**PROBLEM TO SOLVE:** In the solo travel text, rewrite the section that opens with the words "Francois Rabelais" and closes with "Life of Amy.", and change "screenwriting" to "playwriting".
━━ PROVIDED TEXT ━━
Why I travel solo

eat, pray, blog?

Why I travel solo

Francois Rabelais

Sometimes I think I should have turned to screenwriting, rather than blogging as a creative outlet, because I tend to see things in cinematic terms. In my mind, I’m always composing the (improbably cheesy) Lifetime movie based upon, of course, The Life of Amy.

Like one morning last spring I was jogging up a hill  listening to the very end of The Beatles’ “I Want You (She’s So Heavy)” on my iPod.  You know it’s the song on Abbey Road that you imagine must have been inspired by major hallucinegens because it’s a lumbering loop with a psychedelic-synthesizer laid on top of it and it builds in intensity just like my climb. Just when you think it will never end, it suddenly breaks, and there’s a beat of silence, and then the plucky first chords that begin “Here Comes the Sun” start to trill right as I reached the top of the long hill.

It was so epically heavy and then light and free and made me think of my struggles, not just the hard work trying to get to the top of the freaking hill, but the hill as a metaphor for all that I’ve had to overcome over the last few years: the divorce, dealing with angry teenagers, going back to work full-time, becoming the gal I really want to be.

I imagine how I’d use that moment in my Lifetime movie, maybe it’s towards the end and I’ve had all the attendant struggles and made my way through and as I’m slogging up that hill, the Beatles pounding in the background, I hit the top and we do a quick cut to something super-happy as “Here Comes the Sun” skips in. And this is going to sound so cheesy but in my make-believe story, sometimes that scene is a wedding, like it’s some Shakespearean comedy or something and we’ve just emerged from the woods.
━━━
━━ RAW DATA ━━
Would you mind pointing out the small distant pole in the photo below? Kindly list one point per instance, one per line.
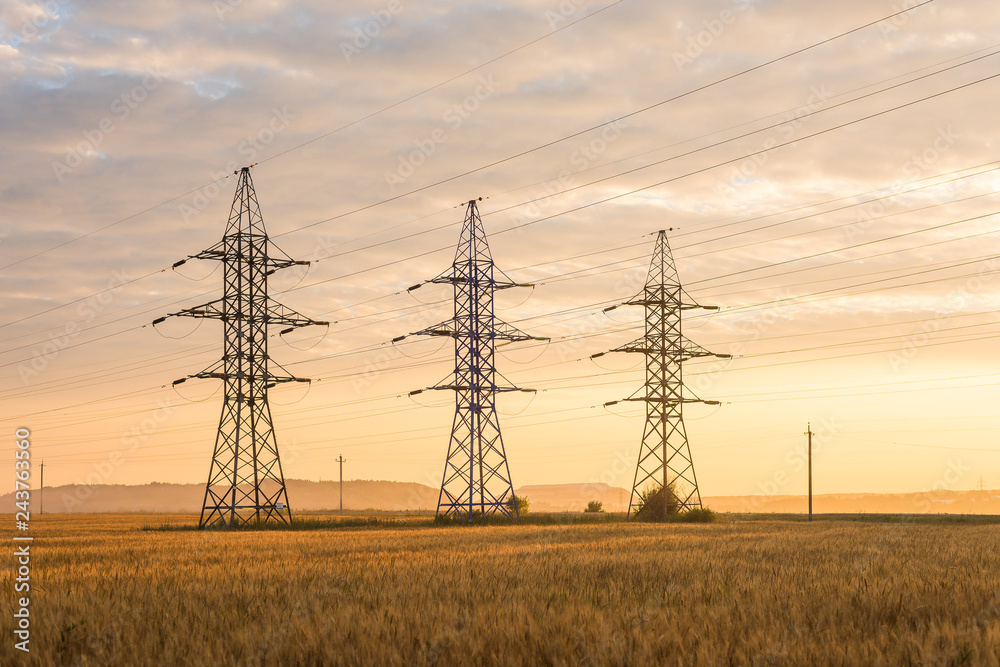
━━━
**TASK RESPONSE:**
Francois Rabelais

Sometimes I think I should have turned to playwriting, rather than blogging as a creative outlet, because I tend to see things in cinematic terms. In my mind, I’m always composing the (improbably cheesy) Lifetime movie based upon, of course, The Life of Amy.